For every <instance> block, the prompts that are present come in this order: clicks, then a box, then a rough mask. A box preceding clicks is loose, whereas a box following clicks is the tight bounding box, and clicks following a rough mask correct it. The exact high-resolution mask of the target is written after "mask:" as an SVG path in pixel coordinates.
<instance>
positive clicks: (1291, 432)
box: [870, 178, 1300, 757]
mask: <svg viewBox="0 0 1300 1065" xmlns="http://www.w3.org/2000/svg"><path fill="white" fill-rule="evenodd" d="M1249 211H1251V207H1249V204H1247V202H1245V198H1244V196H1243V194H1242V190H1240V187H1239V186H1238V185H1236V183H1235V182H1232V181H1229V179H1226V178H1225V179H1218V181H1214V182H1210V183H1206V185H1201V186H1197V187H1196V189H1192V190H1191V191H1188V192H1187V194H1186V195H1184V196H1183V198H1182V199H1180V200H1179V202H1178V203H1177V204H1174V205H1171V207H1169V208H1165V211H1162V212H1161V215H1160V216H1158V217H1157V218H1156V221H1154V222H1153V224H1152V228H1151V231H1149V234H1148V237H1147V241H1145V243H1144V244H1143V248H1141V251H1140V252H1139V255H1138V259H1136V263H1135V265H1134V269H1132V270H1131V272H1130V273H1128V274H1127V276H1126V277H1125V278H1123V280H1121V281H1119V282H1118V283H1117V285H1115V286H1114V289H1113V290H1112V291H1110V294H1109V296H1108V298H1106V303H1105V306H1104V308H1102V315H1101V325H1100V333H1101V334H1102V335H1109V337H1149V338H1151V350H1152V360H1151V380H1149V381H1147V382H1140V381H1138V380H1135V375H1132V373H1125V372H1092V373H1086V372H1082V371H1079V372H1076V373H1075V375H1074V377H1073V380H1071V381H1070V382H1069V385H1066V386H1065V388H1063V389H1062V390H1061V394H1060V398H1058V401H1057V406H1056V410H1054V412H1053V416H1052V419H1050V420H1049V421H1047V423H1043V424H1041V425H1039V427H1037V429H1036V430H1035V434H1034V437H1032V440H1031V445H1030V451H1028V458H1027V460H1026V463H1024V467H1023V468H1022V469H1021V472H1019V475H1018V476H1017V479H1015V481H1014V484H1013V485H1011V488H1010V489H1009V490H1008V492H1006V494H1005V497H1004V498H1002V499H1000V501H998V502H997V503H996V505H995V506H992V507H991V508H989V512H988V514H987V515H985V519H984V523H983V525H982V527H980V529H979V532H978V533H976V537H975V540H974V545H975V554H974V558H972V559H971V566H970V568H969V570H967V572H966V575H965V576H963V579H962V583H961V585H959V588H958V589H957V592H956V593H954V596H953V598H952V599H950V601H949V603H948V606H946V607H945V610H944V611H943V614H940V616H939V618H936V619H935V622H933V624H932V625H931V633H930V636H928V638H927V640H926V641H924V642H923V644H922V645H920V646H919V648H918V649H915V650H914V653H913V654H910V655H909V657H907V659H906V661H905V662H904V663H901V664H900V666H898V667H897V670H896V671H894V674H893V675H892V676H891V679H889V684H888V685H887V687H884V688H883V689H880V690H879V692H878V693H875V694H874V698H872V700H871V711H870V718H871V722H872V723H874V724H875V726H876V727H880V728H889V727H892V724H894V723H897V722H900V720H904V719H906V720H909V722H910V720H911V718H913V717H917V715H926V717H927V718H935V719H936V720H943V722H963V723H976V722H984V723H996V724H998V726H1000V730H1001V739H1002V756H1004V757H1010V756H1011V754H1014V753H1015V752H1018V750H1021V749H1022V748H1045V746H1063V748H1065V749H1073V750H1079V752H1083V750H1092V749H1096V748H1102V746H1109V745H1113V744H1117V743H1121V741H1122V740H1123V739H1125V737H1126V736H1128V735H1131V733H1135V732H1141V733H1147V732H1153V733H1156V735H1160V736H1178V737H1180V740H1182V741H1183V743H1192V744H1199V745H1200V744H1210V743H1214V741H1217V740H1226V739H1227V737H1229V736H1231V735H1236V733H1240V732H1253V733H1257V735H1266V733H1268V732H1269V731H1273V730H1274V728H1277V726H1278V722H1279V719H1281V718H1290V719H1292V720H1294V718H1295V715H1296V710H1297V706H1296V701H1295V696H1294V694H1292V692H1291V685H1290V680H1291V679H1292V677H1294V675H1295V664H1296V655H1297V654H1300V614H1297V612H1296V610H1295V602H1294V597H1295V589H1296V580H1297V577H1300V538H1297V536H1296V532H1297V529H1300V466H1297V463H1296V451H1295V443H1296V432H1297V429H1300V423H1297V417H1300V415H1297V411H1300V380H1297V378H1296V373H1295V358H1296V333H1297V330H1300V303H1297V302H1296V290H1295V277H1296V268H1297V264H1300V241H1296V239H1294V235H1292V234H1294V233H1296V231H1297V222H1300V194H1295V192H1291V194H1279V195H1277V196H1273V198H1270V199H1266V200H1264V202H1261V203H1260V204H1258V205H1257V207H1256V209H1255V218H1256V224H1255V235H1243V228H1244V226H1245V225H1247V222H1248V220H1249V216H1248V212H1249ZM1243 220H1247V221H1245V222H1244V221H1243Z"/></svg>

__________

#### WORK INSTRUCTION
Nothing should be omitted or altered. Retype the records exactly.

#### RESULT OF THIS EXERCISE
For every <instance> block, the prompts that are present come in this order: clicks, then a box, then a rough mask. A box preceding clicks is loose, whereas a box following clicks is the tight bounding box, and clicks following a rough mask correct it. The exact high-resolution mask of the target is written after "mask:" as an SVG path in pixel coordinates.
<instance>
positive clicks: (1291, 432)
box: [870, 178, 1300, 757]
mask: <svg viewBox="0 0 1300 1065" xmlns="http://www.w3.org/2000/svg"><path fill="white" fill-rule="evenodd" d="M1249 211H1251V207H1249V204H1247V202H1245V198H1244V196H1243V194H1242V190H1240V187H1239V186H1238V185H1236V183H1235V182H1232V181H1229V179H1226V178H1225V179H1218V181H1214V182H1210V183H1206V185H1201V186H1197V187H1196V189H1192V190H1191V191H1188V192H1187V194H1186V195H1184V196H1183V198H1182V199H1180V200H1179V202H1178V203H1177V204H1174V205H1171V207H1169V208H1165V211H1162V212H1161V215H1160V216H1158V217H1157V218H1156V221H1154V222H1153V224H1152V228H1151V231H1149V234H1148V237H1147V241H1145V243H1144V244H1143V248H1141V251H1140V252H1139V255H1138V259H1136V263H1135V265H1134V269H1132V270H1131V272H1130V273H1128V274H1127V276H1126V277H1125V278H1123V280H1121V281H1119V282H1118V283H1117V285H1115V286H1114V289H1113V290H1112V291H1110V294H1109V296H1108V298H1106V303H1105V306H1104V308H1102V315H1101V325H1100V333H1101V334H1102V335H1109V337H1149V338H1151V350H1152V360H1151V380H1149V381H1147V382H1140V381H1138V380H1135V375H1132V373H1125V372H1092V373H1086V372H1082V371H1079V372H1076V373H1075V375H1074V377H1073V380H1071V381H1070V382H1069V385H1066V386H1065V388H1063V389H1062V390H1061V394H1060V398H1058V401H1057V406H1056V410H1054V412H1053V416H1052V419H1050V420H1049V421H1047V423H1043V424H1041V425H1039V427H1037V429H1036V430H1035V434H1034V437H1032V440H1031V445H1030V451H1028V458H1027V460H1026V463H1024V467H1023V468H1022V469H1021V472H1019V475H1018V476H1017V479H1015V481H1014V484H1013V485H1011V488H1010V489H1009V490H1008V492H1006V494H1005V497H1004V498H1002V499H1000V501H998V502H997V503H996V505H995V506H992V507H991V508H989V512H988V514H987V515H985V519H984V523H983V525H982V527H980V529H979V532H978V533H976V537H975V540H974V545H975V554H974V558H972V559H971V566H970V568H969V570H967V572H966V575H965V576H963V579H962V583H961V585H959V588H958V589H957V592H956V593H954V596H953V598H952V599H950V601H949V603H948V606H946V607H945V610H944V611H943V614H940V616H939V618H936V619H935V622H933V624H932V625H931V633H930V636H928V638H927V640H926V641H924V642H923V644H922V645H920V646H919V648H918V649H915V650H914V653H913V654H910V655H909V657H907V659H906V661H905V662H904V663H901V664H900V666H898V667H897V670H896V671H894V674H893V675H892V676H891V679H889V684H888V685H887V687H884V688H883V689H880V690H879V692H878V693H875V694H874V698H872V700H871V711H870V718H871V722H872V723H874V724H875V726H876V727H880V728H889V727H892V724H894V723H897V722H900V720H904V719H906V720H909V722H910V720H911V718H913V717H917V715H926V717H927V718H935V719H936V720H943V722H963V723H976V722H984V723H996V724H998V726H1000V730H1001V739H1002V756H1004V757H1010V756H1011V754H1014V753H1015V752H1018V750H1021V749H1022V748H1045V746H1063V748H1065V749H1073V750H1079V752H1083V750H1092V749H1096V748H1102V746H1109V745H1113V744H1117V743H1121V741H1122V740H1123V739H1125V737H1126V736H1128V735H1131V733H1135V732H1141V733H1147V732H1153V733H1156V735H1160V736H1178V737H1180V740H1182V741H1183V743H1192V744H1199V745H1200V744H1210V743H1214V741H1217V740H1226V739H1227V737H1229V736H1231V735H1236V733H1240V732H1253V733H1257V735H1266V733H1268V732H1269V731H1273V730H1274V728H1277V726H1278V722H1279V719H1281V718H1290V719H1292V720H1294V718H1295V715H1296V710H1297V706H1296V701H1295V696H1294V694H1292V692H1291V685H1290V680H1291V679H1292V677H1294V675H1295V664H1296V655H1297V654H1300V614H1297V612H1296V610H1295V602H1294V597H1295V589H1296V580H1297V577H1300V538H1297V536H1296V532H1297V529H1300V466H1297V463H1296V451H1295V443H1296V432H1297V429H1300V423H1297V417H1300V415H1297V411H1300V380H1297V378H1296V373H1295V358H1296V333H1297V330H1300V303H1297V302H1296V290H1295V277H1296V268H1297V264H1300V241H1296V239H1294V235H1292V234H1294V233H1296V231H1297V222H1300V194H1295V192H1291V194H1279V195H1277V196H1273V198H1270V199H1266V200H1264V202H1261V203H1260V204H1258V205H1257V207H1256V209H1255V218H1256V224H1255V235H1243V228H1244V226H1245V225H1247V222H1248V220H1249V216H1248V212H1249ZM1243 220H1247V221H1245V222H1244V221H1243Z"/></svg>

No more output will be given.